What is expected → Output every line of the material below unchanged and in the same order.

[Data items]
========

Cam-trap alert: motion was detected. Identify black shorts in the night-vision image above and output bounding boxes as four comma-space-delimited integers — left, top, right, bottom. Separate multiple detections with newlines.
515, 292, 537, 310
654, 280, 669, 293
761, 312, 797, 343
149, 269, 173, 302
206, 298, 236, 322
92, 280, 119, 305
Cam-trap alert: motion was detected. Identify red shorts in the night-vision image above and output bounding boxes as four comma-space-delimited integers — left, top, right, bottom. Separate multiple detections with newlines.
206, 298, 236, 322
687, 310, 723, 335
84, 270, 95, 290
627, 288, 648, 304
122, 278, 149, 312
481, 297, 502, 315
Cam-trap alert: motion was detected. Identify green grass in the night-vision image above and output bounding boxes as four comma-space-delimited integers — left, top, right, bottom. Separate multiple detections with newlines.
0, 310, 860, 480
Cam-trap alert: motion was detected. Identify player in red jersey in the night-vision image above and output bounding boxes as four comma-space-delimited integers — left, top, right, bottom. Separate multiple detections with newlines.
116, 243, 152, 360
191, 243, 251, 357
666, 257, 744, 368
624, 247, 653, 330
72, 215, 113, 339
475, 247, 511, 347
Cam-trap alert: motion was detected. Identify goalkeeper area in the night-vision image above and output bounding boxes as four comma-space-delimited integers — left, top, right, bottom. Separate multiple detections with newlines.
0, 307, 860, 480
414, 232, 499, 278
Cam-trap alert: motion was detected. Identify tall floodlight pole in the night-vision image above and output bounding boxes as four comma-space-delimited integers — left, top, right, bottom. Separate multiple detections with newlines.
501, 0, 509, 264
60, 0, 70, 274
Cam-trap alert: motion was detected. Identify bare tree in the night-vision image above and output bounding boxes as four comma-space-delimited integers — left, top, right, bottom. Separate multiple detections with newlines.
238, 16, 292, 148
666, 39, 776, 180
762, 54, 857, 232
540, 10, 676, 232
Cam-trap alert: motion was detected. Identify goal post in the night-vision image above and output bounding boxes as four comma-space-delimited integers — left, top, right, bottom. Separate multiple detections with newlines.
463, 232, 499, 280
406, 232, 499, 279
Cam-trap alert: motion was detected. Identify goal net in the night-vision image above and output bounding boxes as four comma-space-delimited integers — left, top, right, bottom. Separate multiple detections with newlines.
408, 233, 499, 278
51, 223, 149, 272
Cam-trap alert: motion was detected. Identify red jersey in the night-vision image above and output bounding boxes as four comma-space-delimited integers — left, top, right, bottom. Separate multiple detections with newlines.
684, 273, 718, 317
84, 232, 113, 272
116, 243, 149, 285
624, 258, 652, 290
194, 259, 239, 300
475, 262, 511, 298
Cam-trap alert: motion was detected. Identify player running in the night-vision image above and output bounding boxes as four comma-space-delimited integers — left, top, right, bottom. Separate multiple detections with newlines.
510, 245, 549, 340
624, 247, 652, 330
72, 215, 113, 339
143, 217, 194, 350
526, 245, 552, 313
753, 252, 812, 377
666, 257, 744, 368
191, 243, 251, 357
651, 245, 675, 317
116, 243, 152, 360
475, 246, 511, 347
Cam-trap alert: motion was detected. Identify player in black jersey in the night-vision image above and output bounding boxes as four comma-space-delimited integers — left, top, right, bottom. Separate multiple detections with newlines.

========

Written reply →
Cam-trap alert: motion was detected. Identify black shorts in the night-vision image above and output bounding boxes as four comma-space-delimited integers — left, top, right, bottom. Separate multiple detections with newlines.
515, 292, 537, 310
654, 280, 669, 293
761, 312, 797, 343
149, 269, 173, 302
206, 298, 236, 322
92, 280, 119, 305
Cam-trap alert: motion was detected. Identify red shorts in the night-vision image above and output bounding boxes as four comma-space-delimited integers — left, top, right, bottom. Separate multiple detections with newlines.
206, 298, 236, 322
687, 310, 723, 335
84, 270, 95, 290
627, 288, 648, 304
122, 278, 149, 312
481, 297, 502, 315
Cam-trap alert: motion was detected. Identify green grass in the night-vision image above and output bounding boxes as four comma-space-delimited integers — left, top, right, bottom. Separate multiple detections with newlines.
0, 310, 860, 480
Cam-trap alert: motion was detected. Identify player in red jersey in the night-vision image above and output bounding boxes as four comma-space-delimited integers — left, top, right, bottom. Separate multiple detections with newlines.
116, 243, 152, 360
191, 243, 251, 357
666, 257, 744, 368
624, 247, 653, 330
72, 215, 113, 339
475, 247, 511, 347
Cam-trap alert: motion was detected. Identify goalkeeper area in the night-vision image above and output bounding boxes as four comma-space-delimited integers — left, top, right, bottom. Separate multiple detections with newlines.
0, 307, 860, 480
414, 232, 499, 278
Cam-trap alert: motion was detected. Identify tall floodlight pole in the night-vision image above and output bounding boxes as four comma-space-delimited integers — left, top, right, bottom. Separate multiple detections with newlines.
501, 0, 509, 264
60, 0, 70, 274
Cam-trap alert: motion was detected. Identify bare tree in the night-vision image above and output bounding boxes as four comma-space-delimited integers — left, top, right, bottom. Separate multiple detections with newlines.
238, 16, 292, 148
666, 39, 776, 180
762, 54, 857, 232
540, 10, 676, 232
Cam-trap alert: motion was detected. Identify goal post in the night-vision image above and output bounding boxes as four comma-space-delimited integers — left, top, right, bottom. Separate multiple detections with newlines.
463, 232, 499, 280
406, 232, 499, 279
Cam-trap alert: motion was detected. Identify goal net in the night-vision image above and output bounding boxes as four comma-space-delimited integers — left, top, right, bottom. Separate multiple detections with newlines.
408, 233, 499, 278
51, 223, 149, 272
Cam-trap alert: motion was detected. Identify red jersey in the night-vision image above and output bounding boxes as four comma-space-delimited integers — left, top, right, bottom. Separate multiple detections with newlines.
684, 273, 718, 317
84, 232, 113, 272
116, 243, 149, 285
624, 258, 652, 290
194, 259, 239, 300
475, 262, 511, 298
Cam-trap alert: motion was detected. Identify player running in the night-vision image above and output bounding boxes as four comma-space-delimited integers — left, top, right, bottom. Separate multiple detections with newlines.
510, 245, 549, 340
624, 247, 652, 330
72, 215, 113, 339
143, 217, 194, 350
526, 245, 552, 313
753, 252, 812, 377
666, 257, 744, 368
191, 243, 251, 357
651, 245, 675, 317
116, 243, 152, 360
475, 246, 511, 347
Cam-trap alert: motion was detected. Identify player in black jersey in the night-vision image above and output bounding boxes as four comma-space-delimited integers — left, top, right, bottom. Separate multiple detections with newlines.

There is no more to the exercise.